- WHAT YOU ARE ASKED TO DO: From the entries below, copy exactly the lines from the one that contains "The component shall return one point per instance of the frosted" through the one that contains "The component shall return one point per instance of the wooden", both included, and only those.

- DATASET RECORDS:

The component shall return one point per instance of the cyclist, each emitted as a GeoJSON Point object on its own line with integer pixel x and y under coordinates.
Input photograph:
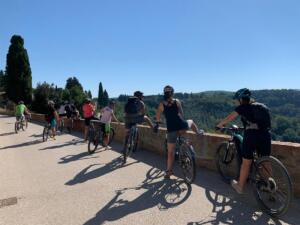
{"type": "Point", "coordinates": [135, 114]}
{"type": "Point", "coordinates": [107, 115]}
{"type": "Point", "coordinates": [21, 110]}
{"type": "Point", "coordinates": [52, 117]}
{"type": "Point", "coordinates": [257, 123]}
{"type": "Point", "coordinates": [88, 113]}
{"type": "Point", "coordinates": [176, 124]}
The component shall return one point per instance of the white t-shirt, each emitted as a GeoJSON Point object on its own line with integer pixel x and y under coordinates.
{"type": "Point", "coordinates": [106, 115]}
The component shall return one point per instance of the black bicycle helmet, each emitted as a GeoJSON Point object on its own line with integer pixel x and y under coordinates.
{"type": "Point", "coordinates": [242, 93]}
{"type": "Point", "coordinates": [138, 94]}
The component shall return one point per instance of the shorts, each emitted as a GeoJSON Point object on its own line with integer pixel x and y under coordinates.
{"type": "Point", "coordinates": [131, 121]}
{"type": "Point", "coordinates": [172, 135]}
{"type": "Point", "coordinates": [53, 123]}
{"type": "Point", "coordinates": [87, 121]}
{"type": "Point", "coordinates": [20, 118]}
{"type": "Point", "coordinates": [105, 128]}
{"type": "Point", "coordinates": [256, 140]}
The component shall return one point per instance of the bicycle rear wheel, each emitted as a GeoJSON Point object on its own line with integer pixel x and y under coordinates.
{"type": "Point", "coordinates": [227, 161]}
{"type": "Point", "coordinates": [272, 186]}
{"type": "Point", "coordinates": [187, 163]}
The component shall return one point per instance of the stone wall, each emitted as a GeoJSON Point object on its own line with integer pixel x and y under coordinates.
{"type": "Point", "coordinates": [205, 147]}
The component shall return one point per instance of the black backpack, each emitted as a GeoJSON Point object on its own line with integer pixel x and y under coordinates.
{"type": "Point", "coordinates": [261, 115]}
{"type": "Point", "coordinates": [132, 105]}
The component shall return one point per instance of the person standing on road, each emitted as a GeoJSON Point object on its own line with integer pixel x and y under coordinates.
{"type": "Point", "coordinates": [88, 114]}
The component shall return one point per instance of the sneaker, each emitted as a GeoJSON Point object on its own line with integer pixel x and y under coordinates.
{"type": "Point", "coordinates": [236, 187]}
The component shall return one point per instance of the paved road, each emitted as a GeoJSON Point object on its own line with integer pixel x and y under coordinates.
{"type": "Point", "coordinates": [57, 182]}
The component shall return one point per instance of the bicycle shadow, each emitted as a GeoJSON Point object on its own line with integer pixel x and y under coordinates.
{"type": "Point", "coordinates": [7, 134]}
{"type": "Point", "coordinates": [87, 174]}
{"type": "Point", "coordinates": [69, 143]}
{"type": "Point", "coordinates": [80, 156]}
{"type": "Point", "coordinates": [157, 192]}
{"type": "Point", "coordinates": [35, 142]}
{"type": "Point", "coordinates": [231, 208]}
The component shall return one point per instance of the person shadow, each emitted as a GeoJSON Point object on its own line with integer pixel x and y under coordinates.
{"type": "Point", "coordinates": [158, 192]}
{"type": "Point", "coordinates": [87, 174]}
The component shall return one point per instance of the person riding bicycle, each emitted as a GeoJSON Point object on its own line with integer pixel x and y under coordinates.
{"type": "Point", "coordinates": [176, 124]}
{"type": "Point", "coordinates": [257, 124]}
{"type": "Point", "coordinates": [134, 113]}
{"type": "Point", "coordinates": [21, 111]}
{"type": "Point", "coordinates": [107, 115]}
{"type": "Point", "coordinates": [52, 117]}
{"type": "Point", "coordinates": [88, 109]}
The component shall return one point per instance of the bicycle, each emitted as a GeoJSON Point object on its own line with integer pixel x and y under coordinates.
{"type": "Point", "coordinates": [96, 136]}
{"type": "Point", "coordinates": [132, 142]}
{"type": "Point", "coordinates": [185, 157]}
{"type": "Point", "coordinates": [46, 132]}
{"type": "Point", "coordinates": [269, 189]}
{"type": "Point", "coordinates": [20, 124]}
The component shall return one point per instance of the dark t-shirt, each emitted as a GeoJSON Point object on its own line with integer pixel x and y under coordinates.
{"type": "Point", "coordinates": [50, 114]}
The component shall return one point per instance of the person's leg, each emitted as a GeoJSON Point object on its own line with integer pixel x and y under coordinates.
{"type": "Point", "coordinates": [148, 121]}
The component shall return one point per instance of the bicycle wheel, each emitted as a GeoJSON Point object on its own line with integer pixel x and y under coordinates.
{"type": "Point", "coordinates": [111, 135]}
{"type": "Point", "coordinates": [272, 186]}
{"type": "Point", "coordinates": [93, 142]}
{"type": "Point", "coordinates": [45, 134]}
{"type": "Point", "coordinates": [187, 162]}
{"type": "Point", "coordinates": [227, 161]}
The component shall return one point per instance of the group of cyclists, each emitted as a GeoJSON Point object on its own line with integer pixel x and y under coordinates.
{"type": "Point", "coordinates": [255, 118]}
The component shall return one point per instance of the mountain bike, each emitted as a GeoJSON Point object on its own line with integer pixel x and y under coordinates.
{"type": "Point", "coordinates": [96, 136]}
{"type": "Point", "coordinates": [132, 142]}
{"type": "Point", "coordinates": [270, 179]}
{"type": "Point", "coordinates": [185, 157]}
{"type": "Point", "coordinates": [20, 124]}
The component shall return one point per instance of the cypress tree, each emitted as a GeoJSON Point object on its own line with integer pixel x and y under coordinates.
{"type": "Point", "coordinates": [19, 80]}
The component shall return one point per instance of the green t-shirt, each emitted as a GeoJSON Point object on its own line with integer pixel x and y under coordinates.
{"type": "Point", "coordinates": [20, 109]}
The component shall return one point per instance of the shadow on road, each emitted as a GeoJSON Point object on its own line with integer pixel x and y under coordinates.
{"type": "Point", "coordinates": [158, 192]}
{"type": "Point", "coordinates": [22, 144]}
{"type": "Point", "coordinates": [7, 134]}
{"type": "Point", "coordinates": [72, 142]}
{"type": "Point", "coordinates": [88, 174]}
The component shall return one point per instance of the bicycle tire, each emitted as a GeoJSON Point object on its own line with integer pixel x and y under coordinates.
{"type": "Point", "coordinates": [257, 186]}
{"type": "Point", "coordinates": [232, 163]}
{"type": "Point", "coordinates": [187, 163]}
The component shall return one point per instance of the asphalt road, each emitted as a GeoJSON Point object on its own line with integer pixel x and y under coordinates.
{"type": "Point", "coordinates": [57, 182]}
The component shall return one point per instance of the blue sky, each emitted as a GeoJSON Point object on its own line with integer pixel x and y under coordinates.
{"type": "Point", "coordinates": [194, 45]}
...
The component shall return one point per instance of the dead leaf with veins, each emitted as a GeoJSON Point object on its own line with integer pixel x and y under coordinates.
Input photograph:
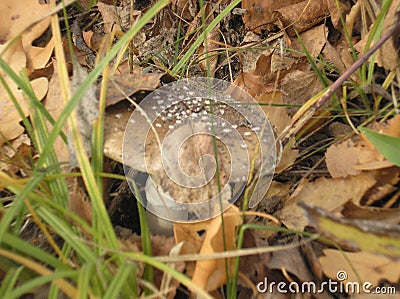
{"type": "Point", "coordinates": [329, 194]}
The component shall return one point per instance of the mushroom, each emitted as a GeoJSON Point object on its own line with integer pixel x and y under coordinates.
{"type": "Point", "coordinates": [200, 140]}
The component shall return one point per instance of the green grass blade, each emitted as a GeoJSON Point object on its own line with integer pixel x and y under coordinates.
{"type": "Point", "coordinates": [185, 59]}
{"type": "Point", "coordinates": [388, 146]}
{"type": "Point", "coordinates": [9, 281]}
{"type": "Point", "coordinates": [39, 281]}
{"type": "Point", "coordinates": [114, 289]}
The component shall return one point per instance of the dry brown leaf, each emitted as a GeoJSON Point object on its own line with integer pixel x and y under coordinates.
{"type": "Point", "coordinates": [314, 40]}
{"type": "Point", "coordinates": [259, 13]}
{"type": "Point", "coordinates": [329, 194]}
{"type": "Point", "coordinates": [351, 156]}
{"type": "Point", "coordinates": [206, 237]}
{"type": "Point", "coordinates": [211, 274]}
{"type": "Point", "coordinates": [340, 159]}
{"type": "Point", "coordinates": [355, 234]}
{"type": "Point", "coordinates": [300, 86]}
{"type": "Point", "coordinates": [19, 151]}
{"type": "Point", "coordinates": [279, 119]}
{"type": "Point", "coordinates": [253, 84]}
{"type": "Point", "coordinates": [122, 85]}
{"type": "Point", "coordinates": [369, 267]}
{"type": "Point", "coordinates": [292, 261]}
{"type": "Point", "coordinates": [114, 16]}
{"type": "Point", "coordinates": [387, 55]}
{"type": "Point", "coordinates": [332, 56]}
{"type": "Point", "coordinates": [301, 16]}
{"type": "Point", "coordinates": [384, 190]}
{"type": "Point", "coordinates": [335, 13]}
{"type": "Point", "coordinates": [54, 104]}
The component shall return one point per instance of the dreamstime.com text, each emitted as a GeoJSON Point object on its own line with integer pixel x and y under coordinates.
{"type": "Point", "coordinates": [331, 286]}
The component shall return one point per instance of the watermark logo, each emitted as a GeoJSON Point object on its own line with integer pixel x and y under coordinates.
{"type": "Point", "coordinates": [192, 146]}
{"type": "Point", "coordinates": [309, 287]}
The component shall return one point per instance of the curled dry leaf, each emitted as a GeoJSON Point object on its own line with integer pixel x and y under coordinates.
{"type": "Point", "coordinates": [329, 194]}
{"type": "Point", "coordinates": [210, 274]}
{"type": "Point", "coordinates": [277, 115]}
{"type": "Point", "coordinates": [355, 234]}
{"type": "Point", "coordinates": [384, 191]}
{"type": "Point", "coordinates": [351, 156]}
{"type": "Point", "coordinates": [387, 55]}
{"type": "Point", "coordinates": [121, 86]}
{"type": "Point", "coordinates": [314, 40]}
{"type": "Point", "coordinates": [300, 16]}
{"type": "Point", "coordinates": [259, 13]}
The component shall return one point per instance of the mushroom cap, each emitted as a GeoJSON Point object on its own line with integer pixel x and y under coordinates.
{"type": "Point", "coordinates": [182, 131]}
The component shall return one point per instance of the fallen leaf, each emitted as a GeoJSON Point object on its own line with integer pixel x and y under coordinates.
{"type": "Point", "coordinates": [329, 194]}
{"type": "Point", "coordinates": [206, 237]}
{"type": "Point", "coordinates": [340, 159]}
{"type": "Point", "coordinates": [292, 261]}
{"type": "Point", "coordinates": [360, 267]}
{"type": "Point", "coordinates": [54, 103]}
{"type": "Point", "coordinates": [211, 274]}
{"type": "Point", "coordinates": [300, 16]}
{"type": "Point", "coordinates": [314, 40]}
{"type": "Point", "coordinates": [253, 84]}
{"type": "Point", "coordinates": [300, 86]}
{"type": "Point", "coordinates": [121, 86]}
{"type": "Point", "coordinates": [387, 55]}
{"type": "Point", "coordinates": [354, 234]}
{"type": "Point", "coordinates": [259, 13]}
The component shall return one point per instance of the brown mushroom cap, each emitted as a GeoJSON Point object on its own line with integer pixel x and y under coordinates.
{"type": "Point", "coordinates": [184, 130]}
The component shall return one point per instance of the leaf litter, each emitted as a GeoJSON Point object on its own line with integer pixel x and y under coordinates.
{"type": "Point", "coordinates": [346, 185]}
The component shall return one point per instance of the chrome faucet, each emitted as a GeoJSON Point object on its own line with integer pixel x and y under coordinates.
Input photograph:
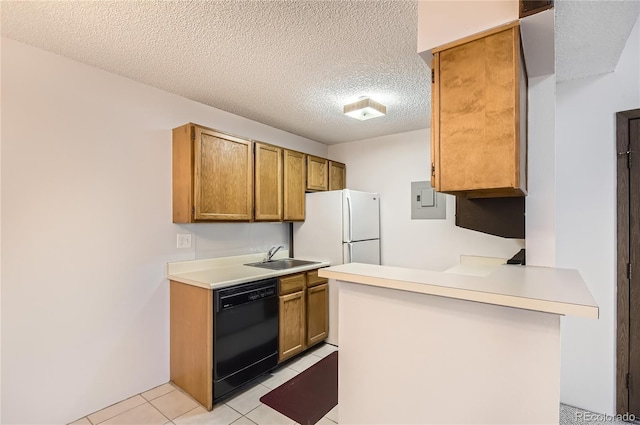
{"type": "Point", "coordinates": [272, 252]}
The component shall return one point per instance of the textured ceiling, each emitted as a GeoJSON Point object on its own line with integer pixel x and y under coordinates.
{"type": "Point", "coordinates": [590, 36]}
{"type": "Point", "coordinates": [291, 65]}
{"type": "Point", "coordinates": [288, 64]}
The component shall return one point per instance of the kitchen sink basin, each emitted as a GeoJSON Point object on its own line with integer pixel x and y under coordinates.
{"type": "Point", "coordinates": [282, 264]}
...
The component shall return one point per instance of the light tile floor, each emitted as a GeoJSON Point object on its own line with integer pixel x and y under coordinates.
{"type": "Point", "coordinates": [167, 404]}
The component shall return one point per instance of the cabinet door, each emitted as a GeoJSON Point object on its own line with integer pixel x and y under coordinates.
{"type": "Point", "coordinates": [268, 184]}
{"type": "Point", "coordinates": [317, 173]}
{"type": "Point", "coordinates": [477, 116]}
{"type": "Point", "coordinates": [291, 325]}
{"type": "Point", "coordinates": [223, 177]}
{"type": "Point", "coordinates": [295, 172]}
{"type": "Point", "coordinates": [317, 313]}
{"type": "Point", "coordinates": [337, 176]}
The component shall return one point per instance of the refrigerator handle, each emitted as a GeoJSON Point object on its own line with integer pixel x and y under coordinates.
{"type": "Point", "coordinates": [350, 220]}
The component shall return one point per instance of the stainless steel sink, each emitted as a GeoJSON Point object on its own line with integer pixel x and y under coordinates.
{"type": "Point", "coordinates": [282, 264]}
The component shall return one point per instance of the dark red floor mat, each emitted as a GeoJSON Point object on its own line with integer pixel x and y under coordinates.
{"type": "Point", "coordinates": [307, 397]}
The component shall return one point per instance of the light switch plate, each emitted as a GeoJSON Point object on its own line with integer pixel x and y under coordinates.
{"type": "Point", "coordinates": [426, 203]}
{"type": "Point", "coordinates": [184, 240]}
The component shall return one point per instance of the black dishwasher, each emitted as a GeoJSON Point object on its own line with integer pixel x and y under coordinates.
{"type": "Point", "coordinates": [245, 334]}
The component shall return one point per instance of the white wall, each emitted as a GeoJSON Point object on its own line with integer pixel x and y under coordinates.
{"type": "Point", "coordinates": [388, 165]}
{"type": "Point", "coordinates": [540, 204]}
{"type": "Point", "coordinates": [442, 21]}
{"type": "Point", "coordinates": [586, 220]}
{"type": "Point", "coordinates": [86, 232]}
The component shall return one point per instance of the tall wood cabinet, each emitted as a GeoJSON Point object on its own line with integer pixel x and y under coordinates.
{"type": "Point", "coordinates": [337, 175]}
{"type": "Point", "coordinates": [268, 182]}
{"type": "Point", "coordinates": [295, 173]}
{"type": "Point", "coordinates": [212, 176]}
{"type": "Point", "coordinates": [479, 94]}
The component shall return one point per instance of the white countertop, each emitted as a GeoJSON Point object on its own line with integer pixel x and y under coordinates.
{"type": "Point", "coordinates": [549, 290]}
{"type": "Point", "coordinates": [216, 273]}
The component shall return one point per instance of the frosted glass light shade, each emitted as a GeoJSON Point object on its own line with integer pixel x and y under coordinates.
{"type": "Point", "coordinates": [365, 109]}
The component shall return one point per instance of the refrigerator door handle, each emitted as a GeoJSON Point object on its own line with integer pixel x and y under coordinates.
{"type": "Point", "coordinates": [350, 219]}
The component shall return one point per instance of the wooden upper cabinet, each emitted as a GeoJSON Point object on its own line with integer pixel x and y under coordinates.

- SOLUTION TO THIS PROBLEM:
The component shall return one point per instance of the frosted glass light shade, each emitted as a GeoJSON Point object on its own line with integer pixel x and y under coordinates.
{"type": "Point", "coordinates": [365, 109]}
The component shall return one point per instance of the refrigerator door handle, each emitted as a GeoJSON Point object on its own line with integer pixel x and y under coordinates.
{"type": "Point", "coordinates": [350, 219]}
The component shall return one point per instance of the wooden upper cabinet, each emitted as a GeoJSON Point object on its own line with integer pixel x and y under coordinates.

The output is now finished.